Below are some records; reproduce every one of them exactly.

..............................

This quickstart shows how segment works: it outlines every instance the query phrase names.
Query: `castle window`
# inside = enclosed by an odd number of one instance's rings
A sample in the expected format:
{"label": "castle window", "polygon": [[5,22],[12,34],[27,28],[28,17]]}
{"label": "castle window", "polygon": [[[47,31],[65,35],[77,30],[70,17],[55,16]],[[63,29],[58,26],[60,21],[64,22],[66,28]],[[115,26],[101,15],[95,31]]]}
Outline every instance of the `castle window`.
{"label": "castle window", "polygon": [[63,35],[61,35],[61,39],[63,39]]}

..............................

**Response**
This quickstart shows how segment works: it outlines every instance the query phrase names.
Query: `castle window`
# inside = enclosed by an odd number of one instance's rings
A sample in the expected format:
{"label": "castle window", "polygon": [[5,22],[12,34],[27,28],[28,17]]}
{"label": "castle window", "polygon": [[[47,31],[65,35],[77,30],[70,17],[55,16]],[[63,29],[58,26],[60,21],[64,22],[66,28]],[[115,26],[101,15],[95,31]]]}
Outline every instance of the `castle window`.
{"label": "castle window", "polygon": [[63,35],[61,35],[61,39],[63,39]]}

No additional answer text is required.